═══ Passage provided

If mother and daughter had continued to live in the immediate neighborhood of the Ambigu it is not unlikely that the already lively ambition of the girl would have found its outlet at that theatre. We have seen something of her enthusiasm for the Ambigu and her close relationship with its entourage. Once launched upon her career there as an actress of popular drama, she would very likely have remained there and missed the valuable training that she was to receive at the Conservatoire. As it happened, however, when she was about ten her mother moved from Rue de Lancry to 17 Rue Notre-Dame-de-Lorette, and in large measure the influence of the Ambigu was removed.

On the same floor with Madame Réju and her daughter in their new quarters lived a lady with whom they gradually formed a close friendship. When the war of 1870 broke out, the new friend left Paris, leaving her apartment in charge of Mme. Réju and Gabrielle. There the windows, unlike those of Mme. Réju’s own suite, overlooked the street. When the Commune brought the terrors of civil war to Paris, it was from these windows that the child witnessed what was to her a terrible and long-remembered sight, a street battle between the government troops and the Communists. The bodies of slain men, carried past under those windows, gave her her first glimpse of death.

The war past, Gabrielle, now fourteen, returned to school at the Pension Boulet, Rue Pigalle. She applied herself diligently to her somewhat neglected studies, and to such good purpose that the mistress of the school, with whom Gabrielle had become a favorite, offered her a position as an assistant with the younger pupils. She was to be paid forty francs a month, and her luncheon. To her mother this seemed to be the opening of an honorable career. Not so Gabrielle herself, who cherished constantly her already fixed ambition to be an actress. She was, however, fond of children, and to tide affairs over she took a class of the younger pupils. She got along well enough with them with their ordinary lessons, but her own instruction in sewing and embroidery had been neglected, and she had to have the help of the older of her pupils, to bridge the gap.

Occasionally, of a Sunday evening, Gabrielle was taken by her mother to the house of a friend who gathered about herself a modest salon. There came such men as Félicien David, the composer, Joseph Kelm, the writer, and the architect, Frantz Jourdain. Gabrielle, young as she was, with her natural gayety and spontaneity at once took her place in the circle. She would sing for the assembly the popular songs of the day—compositions often full of doubtful meanings that she very imperfectly understood. Her little successes naturally strengthened her longing to be an actress, to stir great houses as she amused this little circle of friends.

To Gabrielle’s increasing ambition her mother set herself in opposition. To her mind the forty francs per month was not lightly to be sacrificed. And she said she did not care to be the mother of an actress. She lived to own herself in the wrong.

One evening, as mother and daughter were passing the Théâtre Français, they saw a crowd at the stage door. They questioned a bystander and were told that this had been the farewell performance of Regnier. Gabrielle insisted on waiting to see him come out. She had never seen him, but every one knew of Regnier, great artist and lovable personality. Soon he appeared, a little, old man, who got up into his carriage and acknowledged the ovation with a modest and confused air. Gabrielle never forgot her first and touching glimpse of the man to whom she was soon to owe so much.

══════
═══ Material

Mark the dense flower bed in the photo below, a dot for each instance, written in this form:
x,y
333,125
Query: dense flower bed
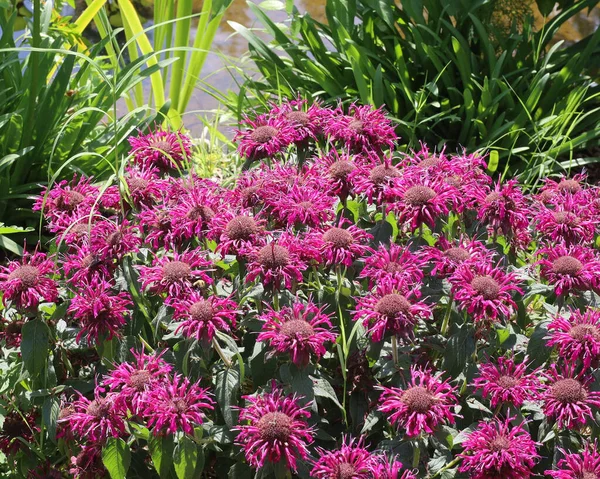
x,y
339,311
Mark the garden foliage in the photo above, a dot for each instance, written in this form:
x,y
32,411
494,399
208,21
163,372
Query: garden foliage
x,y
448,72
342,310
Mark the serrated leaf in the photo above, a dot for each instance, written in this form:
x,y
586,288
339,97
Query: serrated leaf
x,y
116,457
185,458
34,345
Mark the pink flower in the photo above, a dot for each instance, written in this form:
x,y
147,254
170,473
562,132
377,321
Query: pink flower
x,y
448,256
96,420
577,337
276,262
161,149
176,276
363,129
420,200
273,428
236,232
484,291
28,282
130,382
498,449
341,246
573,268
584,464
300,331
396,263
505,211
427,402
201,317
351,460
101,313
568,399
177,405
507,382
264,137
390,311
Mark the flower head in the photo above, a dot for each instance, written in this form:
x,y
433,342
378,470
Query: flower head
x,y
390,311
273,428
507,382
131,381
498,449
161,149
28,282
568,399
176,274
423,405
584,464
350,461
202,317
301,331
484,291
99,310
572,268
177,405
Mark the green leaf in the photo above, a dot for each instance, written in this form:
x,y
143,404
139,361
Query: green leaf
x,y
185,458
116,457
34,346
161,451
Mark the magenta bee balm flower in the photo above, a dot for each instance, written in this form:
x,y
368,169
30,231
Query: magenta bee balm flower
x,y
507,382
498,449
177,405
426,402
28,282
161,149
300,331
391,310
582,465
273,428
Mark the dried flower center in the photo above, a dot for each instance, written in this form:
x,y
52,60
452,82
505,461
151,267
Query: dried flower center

══════

- Task to carry out -
List every Paris street named in the passage above about Gabrielle's girlhood.

- Reply to the exercise -
Rue de Lancry
Rue Notre-Dame-de-Lorette
Rue Pigalle